課題の説明: 「wall in this photo, one point per instance.」を含む行からデータの最後までを、両端の行も含めて一字も変えずに書き写してください。

抽出データ:
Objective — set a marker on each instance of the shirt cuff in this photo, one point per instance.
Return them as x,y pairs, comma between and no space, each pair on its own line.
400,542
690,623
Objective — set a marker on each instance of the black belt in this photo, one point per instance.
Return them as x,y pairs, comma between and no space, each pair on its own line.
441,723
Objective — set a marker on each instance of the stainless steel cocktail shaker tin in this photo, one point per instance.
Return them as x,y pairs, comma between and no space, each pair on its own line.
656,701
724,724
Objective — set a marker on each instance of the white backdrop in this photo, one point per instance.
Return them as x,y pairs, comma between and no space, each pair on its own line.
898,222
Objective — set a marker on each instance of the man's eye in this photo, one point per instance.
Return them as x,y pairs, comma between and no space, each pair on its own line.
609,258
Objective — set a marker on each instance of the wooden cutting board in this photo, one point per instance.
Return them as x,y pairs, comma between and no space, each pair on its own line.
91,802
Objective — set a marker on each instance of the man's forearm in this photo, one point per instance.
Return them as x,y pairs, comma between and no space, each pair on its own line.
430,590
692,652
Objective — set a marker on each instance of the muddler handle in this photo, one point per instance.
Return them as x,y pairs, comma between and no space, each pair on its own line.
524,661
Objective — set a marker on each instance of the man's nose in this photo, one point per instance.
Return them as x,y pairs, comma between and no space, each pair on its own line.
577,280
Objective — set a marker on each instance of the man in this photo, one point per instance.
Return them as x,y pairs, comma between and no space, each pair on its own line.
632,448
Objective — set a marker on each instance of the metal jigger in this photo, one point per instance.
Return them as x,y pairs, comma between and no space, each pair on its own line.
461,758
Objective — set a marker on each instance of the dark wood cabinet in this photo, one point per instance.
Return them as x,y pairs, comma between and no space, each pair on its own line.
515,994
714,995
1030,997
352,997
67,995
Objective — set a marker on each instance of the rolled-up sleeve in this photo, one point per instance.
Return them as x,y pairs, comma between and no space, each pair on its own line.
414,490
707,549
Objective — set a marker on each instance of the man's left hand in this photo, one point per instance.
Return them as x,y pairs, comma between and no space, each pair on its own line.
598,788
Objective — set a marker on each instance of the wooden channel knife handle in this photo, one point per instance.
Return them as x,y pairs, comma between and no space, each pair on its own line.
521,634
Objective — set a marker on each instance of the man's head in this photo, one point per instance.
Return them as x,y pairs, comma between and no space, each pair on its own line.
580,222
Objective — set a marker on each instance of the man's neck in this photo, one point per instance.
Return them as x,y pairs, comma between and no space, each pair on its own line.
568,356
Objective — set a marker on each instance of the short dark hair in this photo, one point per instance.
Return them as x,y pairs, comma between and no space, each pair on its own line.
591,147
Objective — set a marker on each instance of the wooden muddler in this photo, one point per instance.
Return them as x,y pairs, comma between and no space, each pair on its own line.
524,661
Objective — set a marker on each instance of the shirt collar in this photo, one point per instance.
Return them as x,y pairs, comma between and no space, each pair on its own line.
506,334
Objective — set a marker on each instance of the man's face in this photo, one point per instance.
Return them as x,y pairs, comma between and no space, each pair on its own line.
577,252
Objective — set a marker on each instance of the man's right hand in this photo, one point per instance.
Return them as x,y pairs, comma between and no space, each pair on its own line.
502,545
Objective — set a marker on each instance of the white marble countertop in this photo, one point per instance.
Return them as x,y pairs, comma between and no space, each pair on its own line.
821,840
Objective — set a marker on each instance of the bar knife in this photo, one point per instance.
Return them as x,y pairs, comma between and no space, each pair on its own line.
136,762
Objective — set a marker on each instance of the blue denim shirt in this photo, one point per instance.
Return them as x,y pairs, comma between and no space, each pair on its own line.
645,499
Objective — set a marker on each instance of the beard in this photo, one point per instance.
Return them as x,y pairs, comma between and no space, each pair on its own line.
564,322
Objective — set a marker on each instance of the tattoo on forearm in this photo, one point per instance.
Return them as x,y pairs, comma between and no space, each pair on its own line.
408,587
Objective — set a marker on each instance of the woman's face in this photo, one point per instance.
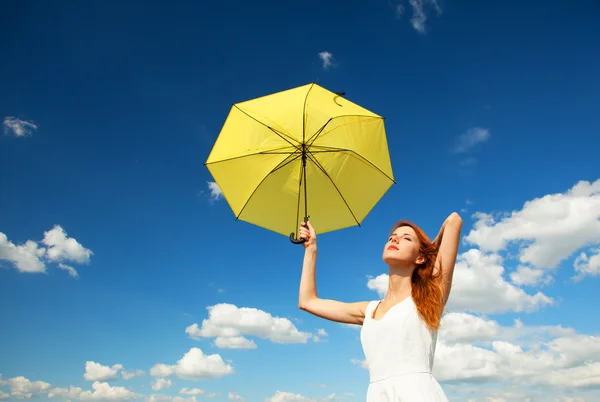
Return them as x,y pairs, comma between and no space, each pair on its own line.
402,247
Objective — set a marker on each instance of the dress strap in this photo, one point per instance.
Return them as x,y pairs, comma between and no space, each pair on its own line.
371,307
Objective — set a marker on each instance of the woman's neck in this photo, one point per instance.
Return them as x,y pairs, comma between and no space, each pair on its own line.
399,283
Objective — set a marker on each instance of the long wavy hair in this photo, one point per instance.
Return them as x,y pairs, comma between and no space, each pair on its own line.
426,282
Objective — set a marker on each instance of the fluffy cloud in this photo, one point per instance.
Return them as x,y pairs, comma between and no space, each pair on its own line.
97,372
105,392
25,258
229,323
161,383
18,127
587,265
479,286
472,137
514,355
547,230
130,374
281,396
191,391
64,248
327,60
234,396
194,365
419,16
23,388
215,191
473,349
30,257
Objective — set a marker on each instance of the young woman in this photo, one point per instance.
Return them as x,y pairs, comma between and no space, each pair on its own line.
399,332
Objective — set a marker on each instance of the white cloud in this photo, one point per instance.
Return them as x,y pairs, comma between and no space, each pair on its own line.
463,327
327,59
23,388
587,265
30,257
281,396
18,127
473,349
399,10
130,374
194,365
64,248
474,136
215,191
98,372
234,396
105,392
547,230
479,286
191,391
25,257
226,321
173,398
161,383
72,271
529,276
69,394
359,362
419,16
234,342
321,333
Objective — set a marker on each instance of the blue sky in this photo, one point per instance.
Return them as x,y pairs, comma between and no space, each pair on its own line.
110,111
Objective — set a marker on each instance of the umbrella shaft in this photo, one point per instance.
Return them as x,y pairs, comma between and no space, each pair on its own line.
304,179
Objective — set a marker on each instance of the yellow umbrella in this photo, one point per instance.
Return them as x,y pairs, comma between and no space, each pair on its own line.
303,149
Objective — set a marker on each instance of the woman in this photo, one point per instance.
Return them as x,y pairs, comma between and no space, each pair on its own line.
398,333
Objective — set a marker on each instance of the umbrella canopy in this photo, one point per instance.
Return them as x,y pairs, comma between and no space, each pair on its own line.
301,152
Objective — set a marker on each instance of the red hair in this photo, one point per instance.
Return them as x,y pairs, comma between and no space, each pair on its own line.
426,288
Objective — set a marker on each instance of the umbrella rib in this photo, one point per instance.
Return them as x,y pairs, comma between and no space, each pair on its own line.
314,160
320,131
282,135
304,113
356,154
269,152
276,168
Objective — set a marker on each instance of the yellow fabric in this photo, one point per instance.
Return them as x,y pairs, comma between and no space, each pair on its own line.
256,160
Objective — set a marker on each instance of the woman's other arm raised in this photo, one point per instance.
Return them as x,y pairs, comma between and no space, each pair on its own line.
308,300
448,240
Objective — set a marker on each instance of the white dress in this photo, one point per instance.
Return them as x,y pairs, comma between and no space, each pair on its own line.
399,350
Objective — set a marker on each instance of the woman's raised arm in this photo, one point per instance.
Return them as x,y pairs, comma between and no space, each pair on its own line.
448,240
308,300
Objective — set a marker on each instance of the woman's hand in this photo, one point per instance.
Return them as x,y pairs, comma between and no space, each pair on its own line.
307,232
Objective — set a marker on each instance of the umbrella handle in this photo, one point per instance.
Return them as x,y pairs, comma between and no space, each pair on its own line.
298,241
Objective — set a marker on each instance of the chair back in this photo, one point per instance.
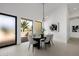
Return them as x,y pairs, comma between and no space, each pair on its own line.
49,37
30,39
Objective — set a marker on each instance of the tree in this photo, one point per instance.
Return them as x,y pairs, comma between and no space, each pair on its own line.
24,25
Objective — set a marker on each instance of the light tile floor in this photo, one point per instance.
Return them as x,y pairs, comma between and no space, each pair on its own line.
58,49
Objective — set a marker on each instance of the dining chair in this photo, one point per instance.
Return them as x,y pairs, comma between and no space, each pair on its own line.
31,41
48,40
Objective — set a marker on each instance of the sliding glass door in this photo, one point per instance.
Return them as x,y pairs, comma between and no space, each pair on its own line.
26,29
8,29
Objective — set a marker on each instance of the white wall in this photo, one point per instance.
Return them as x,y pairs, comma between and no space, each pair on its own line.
74,34
74,20
57,13
32,11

実行結果:
Objective — set a marker on each instance of the white wall in this photo, one point per instance.
Return them as x,y pairs, comma between and no space, each pair on its own line.
74,34
74,20
57,13
32,11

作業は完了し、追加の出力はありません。